Are thought and movement truly different?
A recent article published in OhmyNews examines the current technological level of humanoid robots and emphasizes that human physical labor is, in essence, an area that machines find difficult to replace. The article presents as its main grounds the sophistication of sensorimotor skills centered on the hand, the depth of experience that humans have accumulated over a long period of time, and the difficulty of fully transferring learning from virtual environments into the real world. Such claims resonate with intuitive human experience and easily lead to a somewhat skeptical judgment about robotic technology. This perspective is closely connected to what is commonly known as Moravec’s paradox, namely the idea that cognitive operations such as calculation and reasoning are relatively easy, whereas bodily skills that combine sensation and movement are extremely difficult. In addition, the so-called ‘data gap’ argument is also presented, according to which robots find it difficult to secure sufficient data in the real world.
However, such reasoning remains at a standpoint that presupposes the separation of body and cognition, without sufficiently reflecting recent research achievements in neuroscience and artificial intelligence. First, it is necessary to reconsider the assumption that sensorimotor skills are inherently more difficult than cognitive operations. The traditional skeptical view has held that, no matter how advanced a robot’s computational abilities may be, there are fundamental limits when it comes to performing precise actions in the physical world. Yet recently developed models suggest that this distinction may stem from earlier AI architectures that were designed by separating perception, language, and action. In structures that integrate visual information, linguistic context, and physical action within a single system, action does not simply appear as the result of a command but functions as part of the process of understanding. Under such conditions, the system does not first think and then move; rather, it continuously forms an understanding of the world in the very process of moving. In this kind of structure, it becomes difficult to distinguish ‘thought’ and ‘movement’ as separate stages. Accordingly, the conventional assumption that sensorimotor skills belong to a fundamentally different domain from cognition can no longer be maintained as it stands.

━━━━━━━━

§ CHALLENGE A:
Answer these questions using the passage on thought and movement:
(i) In which publication did the article under discussion appear?
(ii) What paradox does the passage name as closely connected to the article's perspective?
(iii) Which three capacities, according to the passage, were designed separately in earlier AI architectures?
§ CHALLENGE B: List every ground that the passage on thought and movement says the article presents as its main grounds.
The listing has no role in this work.

━━━━━━━━

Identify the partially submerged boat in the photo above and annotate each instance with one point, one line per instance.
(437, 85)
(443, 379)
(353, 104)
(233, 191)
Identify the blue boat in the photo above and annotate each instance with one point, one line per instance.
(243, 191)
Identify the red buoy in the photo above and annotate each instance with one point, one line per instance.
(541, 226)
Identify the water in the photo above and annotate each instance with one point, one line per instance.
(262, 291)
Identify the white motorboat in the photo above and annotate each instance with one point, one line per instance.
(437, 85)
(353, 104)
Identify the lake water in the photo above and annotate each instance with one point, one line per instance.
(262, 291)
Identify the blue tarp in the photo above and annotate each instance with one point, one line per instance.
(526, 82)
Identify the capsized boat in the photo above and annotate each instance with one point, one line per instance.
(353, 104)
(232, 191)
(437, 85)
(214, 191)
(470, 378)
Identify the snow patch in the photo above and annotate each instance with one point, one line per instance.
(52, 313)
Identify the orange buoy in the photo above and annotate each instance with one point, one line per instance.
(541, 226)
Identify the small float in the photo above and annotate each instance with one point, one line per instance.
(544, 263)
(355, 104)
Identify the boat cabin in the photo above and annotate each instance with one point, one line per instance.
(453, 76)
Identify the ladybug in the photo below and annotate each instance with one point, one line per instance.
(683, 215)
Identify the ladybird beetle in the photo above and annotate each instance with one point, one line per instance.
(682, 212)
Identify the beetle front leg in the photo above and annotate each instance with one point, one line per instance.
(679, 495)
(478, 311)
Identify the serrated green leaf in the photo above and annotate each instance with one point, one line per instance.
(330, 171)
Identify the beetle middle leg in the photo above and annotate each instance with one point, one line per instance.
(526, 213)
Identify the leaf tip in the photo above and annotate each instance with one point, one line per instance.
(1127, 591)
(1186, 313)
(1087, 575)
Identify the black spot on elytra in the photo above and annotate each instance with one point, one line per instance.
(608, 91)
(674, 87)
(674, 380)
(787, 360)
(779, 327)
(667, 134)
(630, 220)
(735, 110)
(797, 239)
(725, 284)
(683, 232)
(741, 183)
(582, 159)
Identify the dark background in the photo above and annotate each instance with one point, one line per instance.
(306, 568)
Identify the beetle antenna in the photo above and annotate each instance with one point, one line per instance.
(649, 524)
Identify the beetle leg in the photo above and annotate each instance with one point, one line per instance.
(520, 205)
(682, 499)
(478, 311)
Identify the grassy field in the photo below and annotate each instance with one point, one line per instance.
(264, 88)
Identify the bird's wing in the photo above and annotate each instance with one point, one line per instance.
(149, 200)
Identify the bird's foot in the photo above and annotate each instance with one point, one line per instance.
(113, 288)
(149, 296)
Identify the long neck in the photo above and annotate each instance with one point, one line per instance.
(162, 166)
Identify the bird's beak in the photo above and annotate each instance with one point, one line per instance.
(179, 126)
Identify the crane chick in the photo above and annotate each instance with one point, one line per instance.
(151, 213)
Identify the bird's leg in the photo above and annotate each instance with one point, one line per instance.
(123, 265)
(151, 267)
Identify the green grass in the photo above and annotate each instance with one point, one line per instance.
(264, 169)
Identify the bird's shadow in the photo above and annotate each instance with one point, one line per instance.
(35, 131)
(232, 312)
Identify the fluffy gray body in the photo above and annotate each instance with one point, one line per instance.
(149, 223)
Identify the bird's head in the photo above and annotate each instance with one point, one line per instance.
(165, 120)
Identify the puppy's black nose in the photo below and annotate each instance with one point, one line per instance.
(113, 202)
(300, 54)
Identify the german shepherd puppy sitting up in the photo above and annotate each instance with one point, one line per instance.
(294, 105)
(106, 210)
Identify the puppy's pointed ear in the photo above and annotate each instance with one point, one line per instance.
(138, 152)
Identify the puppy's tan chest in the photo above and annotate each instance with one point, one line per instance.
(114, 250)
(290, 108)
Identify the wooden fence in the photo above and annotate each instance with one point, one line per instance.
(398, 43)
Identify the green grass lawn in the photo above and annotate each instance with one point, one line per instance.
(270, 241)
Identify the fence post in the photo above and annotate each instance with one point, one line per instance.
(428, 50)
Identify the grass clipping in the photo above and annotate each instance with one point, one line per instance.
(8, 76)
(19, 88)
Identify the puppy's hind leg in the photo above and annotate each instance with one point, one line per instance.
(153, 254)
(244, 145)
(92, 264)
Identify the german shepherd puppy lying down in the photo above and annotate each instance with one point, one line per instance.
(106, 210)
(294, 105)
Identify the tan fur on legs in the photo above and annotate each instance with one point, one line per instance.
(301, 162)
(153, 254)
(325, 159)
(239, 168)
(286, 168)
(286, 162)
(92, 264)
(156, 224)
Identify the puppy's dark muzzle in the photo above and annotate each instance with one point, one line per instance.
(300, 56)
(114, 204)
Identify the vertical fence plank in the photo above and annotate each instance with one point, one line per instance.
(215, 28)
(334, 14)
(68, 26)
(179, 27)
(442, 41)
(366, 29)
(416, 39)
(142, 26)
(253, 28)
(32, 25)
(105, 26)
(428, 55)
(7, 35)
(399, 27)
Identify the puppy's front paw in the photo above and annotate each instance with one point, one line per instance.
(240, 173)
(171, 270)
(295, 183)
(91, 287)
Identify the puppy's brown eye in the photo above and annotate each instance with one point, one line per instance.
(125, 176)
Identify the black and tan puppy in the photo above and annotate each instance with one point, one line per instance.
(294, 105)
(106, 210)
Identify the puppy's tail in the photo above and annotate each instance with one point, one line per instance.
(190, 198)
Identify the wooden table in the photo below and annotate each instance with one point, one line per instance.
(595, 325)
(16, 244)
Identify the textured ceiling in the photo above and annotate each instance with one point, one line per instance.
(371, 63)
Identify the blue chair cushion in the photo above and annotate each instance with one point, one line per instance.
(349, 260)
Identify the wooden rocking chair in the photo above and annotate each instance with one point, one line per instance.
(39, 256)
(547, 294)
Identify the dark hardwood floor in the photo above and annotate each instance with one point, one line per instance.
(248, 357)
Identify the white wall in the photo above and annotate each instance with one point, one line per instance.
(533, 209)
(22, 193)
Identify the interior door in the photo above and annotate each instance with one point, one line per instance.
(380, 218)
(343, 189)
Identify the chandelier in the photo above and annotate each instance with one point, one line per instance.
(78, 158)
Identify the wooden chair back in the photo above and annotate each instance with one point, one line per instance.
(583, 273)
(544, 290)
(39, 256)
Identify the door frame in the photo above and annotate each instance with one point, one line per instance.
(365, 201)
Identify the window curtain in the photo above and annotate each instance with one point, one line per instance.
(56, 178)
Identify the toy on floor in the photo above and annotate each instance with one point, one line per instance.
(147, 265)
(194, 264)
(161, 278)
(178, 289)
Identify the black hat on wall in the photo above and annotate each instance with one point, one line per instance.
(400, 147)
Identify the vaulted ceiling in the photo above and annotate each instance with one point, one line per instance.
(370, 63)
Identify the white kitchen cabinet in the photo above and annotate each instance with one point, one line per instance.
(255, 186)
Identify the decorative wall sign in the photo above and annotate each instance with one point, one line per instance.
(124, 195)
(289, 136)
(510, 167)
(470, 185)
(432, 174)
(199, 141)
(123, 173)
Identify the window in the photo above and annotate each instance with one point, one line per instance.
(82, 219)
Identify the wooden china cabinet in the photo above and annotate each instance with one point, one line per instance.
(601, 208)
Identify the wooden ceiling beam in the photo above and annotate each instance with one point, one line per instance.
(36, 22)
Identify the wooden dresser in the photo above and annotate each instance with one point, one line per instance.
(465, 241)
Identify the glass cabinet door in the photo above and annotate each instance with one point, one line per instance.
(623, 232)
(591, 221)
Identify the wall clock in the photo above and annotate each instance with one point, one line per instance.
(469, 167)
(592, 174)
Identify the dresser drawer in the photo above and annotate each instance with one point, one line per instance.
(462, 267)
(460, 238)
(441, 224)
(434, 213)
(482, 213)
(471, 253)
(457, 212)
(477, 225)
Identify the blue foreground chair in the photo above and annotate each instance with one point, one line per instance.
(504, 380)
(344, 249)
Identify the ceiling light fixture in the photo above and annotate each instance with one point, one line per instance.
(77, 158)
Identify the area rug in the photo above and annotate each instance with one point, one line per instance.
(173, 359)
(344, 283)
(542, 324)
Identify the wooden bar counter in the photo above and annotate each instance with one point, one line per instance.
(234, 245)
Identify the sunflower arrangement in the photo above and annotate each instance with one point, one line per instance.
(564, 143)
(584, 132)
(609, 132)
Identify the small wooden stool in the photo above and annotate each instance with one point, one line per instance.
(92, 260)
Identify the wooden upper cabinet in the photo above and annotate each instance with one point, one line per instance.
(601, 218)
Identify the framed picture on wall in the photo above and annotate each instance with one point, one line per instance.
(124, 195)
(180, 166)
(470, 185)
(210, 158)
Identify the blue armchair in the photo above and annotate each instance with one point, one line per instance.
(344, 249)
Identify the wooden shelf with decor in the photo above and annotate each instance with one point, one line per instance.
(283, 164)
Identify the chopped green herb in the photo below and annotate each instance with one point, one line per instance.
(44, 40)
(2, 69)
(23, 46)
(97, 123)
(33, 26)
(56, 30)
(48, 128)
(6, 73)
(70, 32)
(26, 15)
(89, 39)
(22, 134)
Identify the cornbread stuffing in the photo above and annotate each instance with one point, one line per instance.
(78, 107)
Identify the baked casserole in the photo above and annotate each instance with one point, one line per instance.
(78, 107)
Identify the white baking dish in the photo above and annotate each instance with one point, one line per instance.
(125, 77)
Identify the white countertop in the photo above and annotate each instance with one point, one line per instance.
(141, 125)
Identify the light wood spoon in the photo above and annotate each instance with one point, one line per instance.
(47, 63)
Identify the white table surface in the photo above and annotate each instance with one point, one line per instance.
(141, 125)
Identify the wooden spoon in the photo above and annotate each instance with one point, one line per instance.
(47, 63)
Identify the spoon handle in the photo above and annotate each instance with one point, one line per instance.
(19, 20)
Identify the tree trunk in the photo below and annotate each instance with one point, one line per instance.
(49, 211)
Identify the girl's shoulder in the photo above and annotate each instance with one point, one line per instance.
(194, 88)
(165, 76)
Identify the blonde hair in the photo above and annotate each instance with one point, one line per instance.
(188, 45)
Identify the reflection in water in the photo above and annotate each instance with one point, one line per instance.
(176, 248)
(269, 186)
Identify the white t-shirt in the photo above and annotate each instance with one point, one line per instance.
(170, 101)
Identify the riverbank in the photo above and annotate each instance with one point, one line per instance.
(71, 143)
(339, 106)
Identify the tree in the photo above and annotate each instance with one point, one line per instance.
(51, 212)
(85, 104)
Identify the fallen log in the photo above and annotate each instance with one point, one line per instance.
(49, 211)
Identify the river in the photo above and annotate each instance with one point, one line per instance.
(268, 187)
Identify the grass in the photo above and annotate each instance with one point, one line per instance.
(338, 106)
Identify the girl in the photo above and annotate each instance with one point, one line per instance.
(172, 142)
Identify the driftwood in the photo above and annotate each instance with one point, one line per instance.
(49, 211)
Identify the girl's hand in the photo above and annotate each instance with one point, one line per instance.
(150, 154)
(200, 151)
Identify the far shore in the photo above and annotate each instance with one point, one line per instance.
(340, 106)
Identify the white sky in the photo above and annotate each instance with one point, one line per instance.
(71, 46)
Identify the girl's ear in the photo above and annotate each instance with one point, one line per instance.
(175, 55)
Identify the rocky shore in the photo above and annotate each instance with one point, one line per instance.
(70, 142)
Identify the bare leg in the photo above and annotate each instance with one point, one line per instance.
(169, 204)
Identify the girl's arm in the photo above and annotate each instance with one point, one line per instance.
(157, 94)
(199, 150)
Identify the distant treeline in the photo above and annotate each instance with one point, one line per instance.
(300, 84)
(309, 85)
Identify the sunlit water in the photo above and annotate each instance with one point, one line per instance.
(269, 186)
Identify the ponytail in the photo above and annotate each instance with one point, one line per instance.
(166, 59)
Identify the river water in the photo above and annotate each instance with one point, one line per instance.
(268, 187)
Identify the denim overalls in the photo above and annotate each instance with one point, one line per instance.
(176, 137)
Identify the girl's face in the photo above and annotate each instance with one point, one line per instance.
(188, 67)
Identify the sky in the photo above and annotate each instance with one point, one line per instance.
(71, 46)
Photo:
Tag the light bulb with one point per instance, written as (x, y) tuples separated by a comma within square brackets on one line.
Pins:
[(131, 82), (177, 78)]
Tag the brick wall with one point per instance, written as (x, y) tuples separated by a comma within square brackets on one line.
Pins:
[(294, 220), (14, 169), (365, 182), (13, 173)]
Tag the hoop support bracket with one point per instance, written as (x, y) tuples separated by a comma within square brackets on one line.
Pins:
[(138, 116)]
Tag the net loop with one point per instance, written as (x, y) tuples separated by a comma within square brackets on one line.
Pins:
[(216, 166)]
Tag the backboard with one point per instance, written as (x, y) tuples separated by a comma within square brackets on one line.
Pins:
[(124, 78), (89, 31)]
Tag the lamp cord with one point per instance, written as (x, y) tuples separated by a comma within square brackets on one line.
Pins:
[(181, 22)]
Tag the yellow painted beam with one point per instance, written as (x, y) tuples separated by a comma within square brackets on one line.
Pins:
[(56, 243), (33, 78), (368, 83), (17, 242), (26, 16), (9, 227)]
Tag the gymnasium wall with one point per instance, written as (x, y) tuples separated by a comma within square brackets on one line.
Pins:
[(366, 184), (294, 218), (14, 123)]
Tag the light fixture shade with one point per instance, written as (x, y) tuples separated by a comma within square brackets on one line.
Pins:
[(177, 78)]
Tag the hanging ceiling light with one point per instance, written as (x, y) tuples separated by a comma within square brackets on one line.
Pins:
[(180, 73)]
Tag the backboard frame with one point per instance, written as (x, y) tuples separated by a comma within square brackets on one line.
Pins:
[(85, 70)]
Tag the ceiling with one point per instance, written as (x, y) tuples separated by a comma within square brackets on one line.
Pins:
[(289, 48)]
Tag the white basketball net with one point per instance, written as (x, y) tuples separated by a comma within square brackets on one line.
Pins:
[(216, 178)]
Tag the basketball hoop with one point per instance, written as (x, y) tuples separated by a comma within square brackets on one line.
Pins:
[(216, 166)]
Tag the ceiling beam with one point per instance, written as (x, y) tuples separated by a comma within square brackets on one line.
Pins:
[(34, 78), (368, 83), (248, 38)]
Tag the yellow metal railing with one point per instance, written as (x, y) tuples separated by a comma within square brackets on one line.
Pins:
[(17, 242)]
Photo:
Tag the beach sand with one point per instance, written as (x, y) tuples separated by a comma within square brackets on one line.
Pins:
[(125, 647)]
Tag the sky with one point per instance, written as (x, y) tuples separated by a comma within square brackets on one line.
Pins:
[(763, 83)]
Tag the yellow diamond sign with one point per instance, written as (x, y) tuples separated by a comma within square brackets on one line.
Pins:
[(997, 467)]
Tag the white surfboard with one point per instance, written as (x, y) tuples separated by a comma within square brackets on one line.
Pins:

━━━━━━━━

§ EXERCISE OUTPUT A:
(i) OhmyNews
(ii) Moravec's paradox
(iii) Perception, language, and action

§ EXERCISE OUTPUT B:
- The sophistication of sensorimotor skills centered on the hand
- The depth of experience that humans have accumulated over a long period of time
- The difficulty of fully transferring learning from virtual environments into the real world